___ SOURCE EXTRACT ___
In re Gary BOBOFCHAK, Dolores Bobofchak, Debtors.
Lois V. HAYNES, Plaintiff,
v.
Gary BOBOFCHAK, Defendant.
Bankruptcy No. 88-1901-NB, Adv. No. 88-01052-NB.
United States Bankruptcy Court, E.D. Virginia, Norfolk Division.
May 30, 1989.*466 Robert V. Roussos, Norfolk, Va., for debtors.
Carl E. Eason, Pretlow, Eason & Pretlow, P.C., Suffolk, Va., for plaintiff.
AMENDED OPINION AND ORDER
HAL J. BONNEY, Jr., Bankruptcy Judge.
THE OPINION AND ORDER IN THIS CASE ISSUED BY THIS COURT ON APRIL 27, 1989, IS HEREBY VOID.
___
# WHAT THE TASK REQUIRES
Translate this sentence from the bankruptcy court document into Spanish: "THE OPINION AND ORDER IN THIS CASE ISSUED BY THIS COURT ON APRIL 27, 1989, IS HEREBY VOID."
___ DATA ___
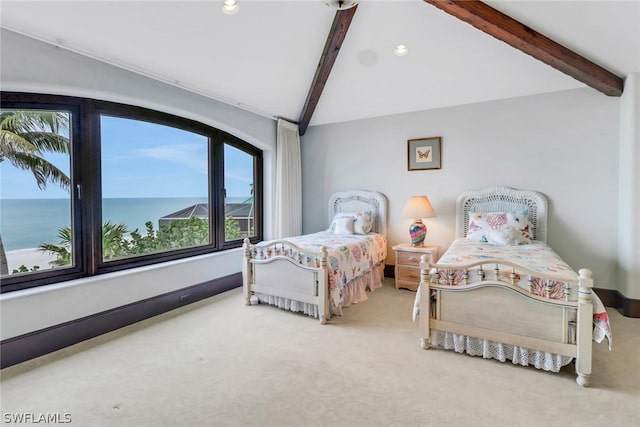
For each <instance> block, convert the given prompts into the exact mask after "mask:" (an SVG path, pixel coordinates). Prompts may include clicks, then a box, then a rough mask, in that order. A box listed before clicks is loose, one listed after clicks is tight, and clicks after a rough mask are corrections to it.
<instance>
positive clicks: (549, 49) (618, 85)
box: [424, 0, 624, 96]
___
# OUTPUT BELOW
LA OPINIÓN Y ORDEN EN ESTE CASO DICTADA POR ESTE TRIBUNAL EL 27 DE ABRIL DE 1989 QUEDA POR LA PRESENTE SIN EFECTO.